● **DATASET CONTENT**:
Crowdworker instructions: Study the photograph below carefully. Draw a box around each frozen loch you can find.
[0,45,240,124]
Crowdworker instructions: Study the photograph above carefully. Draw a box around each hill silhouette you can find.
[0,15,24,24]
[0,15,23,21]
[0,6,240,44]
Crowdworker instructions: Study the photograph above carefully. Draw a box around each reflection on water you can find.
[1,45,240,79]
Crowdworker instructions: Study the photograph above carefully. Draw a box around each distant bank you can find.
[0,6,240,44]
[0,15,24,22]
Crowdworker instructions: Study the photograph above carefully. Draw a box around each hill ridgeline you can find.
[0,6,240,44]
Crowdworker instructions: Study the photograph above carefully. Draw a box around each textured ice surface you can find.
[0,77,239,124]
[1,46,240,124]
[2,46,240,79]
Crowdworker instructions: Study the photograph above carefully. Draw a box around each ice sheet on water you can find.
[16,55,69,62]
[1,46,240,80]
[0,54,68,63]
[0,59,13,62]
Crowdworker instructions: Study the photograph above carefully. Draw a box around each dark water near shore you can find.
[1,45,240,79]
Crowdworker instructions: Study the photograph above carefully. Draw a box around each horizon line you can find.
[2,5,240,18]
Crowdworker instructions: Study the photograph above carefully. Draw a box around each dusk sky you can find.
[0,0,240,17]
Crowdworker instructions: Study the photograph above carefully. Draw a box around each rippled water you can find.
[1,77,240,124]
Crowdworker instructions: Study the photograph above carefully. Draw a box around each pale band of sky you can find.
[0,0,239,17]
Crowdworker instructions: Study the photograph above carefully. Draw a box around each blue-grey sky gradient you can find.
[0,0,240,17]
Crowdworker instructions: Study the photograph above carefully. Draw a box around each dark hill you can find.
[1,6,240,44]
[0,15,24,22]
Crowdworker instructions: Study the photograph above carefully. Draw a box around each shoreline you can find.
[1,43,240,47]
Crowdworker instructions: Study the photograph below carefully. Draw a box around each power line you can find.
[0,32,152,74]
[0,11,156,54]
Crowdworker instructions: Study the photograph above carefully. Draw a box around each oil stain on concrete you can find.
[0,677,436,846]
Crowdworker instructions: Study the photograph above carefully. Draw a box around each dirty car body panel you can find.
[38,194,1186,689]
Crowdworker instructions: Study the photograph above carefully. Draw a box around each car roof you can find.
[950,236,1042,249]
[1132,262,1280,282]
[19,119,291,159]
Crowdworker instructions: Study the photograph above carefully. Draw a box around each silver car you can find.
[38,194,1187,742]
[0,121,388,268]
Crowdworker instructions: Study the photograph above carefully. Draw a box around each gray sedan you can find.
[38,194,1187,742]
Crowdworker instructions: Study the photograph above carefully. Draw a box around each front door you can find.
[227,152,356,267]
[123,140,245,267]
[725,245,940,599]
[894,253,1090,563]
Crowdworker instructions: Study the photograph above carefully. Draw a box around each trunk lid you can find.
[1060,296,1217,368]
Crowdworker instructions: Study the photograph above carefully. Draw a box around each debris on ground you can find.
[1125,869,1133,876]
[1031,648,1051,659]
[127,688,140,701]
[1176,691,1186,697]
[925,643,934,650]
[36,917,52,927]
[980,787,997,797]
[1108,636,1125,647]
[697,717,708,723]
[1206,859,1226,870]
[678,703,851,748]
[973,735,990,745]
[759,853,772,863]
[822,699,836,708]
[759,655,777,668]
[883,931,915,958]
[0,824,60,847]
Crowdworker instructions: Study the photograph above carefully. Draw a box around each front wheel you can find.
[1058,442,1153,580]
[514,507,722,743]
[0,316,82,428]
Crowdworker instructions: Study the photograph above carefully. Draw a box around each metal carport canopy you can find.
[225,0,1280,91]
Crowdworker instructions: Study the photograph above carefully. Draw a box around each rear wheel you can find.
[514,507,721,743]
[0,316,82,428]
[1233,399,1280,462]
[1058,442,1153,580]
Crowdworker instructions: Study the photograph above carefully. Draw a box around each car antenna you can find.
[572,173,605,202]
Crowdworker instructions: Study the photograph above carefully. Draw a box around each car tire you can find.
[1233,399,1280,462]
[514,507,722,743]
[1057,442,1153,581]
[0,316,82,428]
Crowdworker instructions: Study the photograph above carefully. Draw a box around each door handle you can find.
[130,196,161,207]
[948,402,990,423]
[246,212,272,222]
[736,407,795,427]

● **WHAT IS EXPECTED**: Output the records once more, exactly as they stand.

● **COMPLETED EXERCISE**:
Crowdworker instructions: Study the photograph below carefully. Draw a box around each frozen loch you can find.
[0,45,240,124]
Crowdworker instructions: Study the photograph above carefully. Draw a box around each hill silhouette you can find.
[0,15,24,24]
[0,15,23,21]
[0,6,240,44]
Crowdworker instructions: Study the photograph above carefully. Draw a box around each reflection on water you can find.
[1,45,240,79]
Crowdworker instructions: Study the photograph above carefully. Draw a box around each distant bank you can find.
[0,6,240,44]
[0,15,24,22]
Crowdworker instructions: Study the photograph above carefully. Draw a box around each hill ridgeline you can find.
[0,6,240,44]
Crowdworker instructions: Study the photograph above carefully. Draw a box around each textured ice surface you can find.
[0,77,239,124]
[1,46,240,124]
[2,46,240,79]
Crowdworker instructions: Study the photograph above carefully. Draw a box around each ice sheet on water you can find.
[16,55,69,62]
[1,46,240,80]
[0,54,68,63]
[0,59,13,62]
Crowdworker instructions: Study the photograph above carefully. Draw a box around each dark water near shore you can find.
[1,45,240,79]
Crowdworker instructions: Study the photograph above carefully. Draw a box around each horizon line you can find.
[2,5,240,18]
Crowdworker instructions: Study the photograph above carefully. Draw a box around each dusk sky you can find.
[0,0,240,17]
Crowdworker instructions: Study the photograph above carefully. Draw a box around each rippled water you can find.
[1,77,240,124]
Crowdworker instructions: Study the photograph above carefully. Draw a box around each pale band of sky you can find.
[0,0,239,17]
Crowdworker instructions: Study the photograph above carefully. Draw a box around each blue-grey sky gradient you can find.
[0,0,240,17]
Crowdworker instructions: Study the photograph above carefully. Draw a box around each dark hill you can find.
[1,6,240,44]
[0,15,24,22]
Crowdworker instructions: Study the photograph above carefully. Draw a box around each shoreline you can find.
[1,43,240,47]
Crowdworker instructions: Study the photograph below carefully. Draw a box around each power line you can find.
[0,32,152,74]
[0,11,156,54]
Crowdworker instructions: Study the photograph above carefully. Draw a box around each oil stain on concrete you can find.
[0,677,436,846]
Crowdworker instructions: Study the photograph above carefully. Draw a box around each dirty car body panel you can find.
[38,194,1186,689]
Crowdworker instructions: Study the photograph above carefully. Draw a box around each car roof you can find.
[950,236,1042,249]
[1132,262,1280,282]
[19,119,291,159]
Crowdworker instructions: Study the photograph above carefully. Draw a box around each silver car you can find.
[38,194,1187,742]
[0,121,388,268]
Crowdworker instructions: Study the photograph above carefully. Draw a box around each gray sedan you can find.
[38,194,1187,742]
Crowdworker instructions: Study the photograph above carefully. Draw a box around each front door you can find.
[227,152,356,267]
[123,140,245,267]
[725,245,940,599]
[894,253,1090,563]
Crowdworker instructions: Study the photograph above carefully. Draw a box around each trunk lid you can find.
[1060,296,1217,368]
Crowdworker instructions: Study the photograph above carefully. Draw a box around each debris on ground you can find.
[1125,869,1133,876]
[1031,648,1051,659]
[127,688,140,701]
[1176,691,1186,697]
[925,643,934,650]
[36,917,52,927]
[980,787,997,797]
[1108,636,1125,647]
[697,717,708,723]
[1206,859,1226,870]
[678,703,851,748]
[973,735,990,745]
[759,853,772,863]
[822,699,836,708]
[759,655,777,668]
[883,931,915,958]
[0,824,60,847]
Crowdworker instructions: Study the photograph above carefully. Draw a box around each front wheel you can find.
[1058,442,1153,580]
[514,507,722,743]
[0,316,82,428]
Crowdworker instructions: Study the photograph above carefully. Draw a box around each metal carport canopy you can find.
[225,0,1280,91]
Crowdworker instructions: Study the photograph above carefully. Draw a box around each rear wheel you can find.
[514,507,721,743]
[0,316,82,428]
[1233,399,1280,462]
[1058,442,1153,580]
Crowdworker instructions: Study the photograph above carefully. Draw a box around each car antenna you can find.
[572,173,605,202]
Crowdworker instructions: Study the photograph above carefully. Draw a box around each car tire you can find.
[1233,399,1280,462]
[514,507,722,743]
[1057,442,1153,581]
[0,316,82,428]
Crowdworker instructions: Study the photograph above carefully. Draw a box around each door handle you can find.
[130,196,161,207]
[948,402,990,423]
[246,212,272,222]
[736,407,795,427]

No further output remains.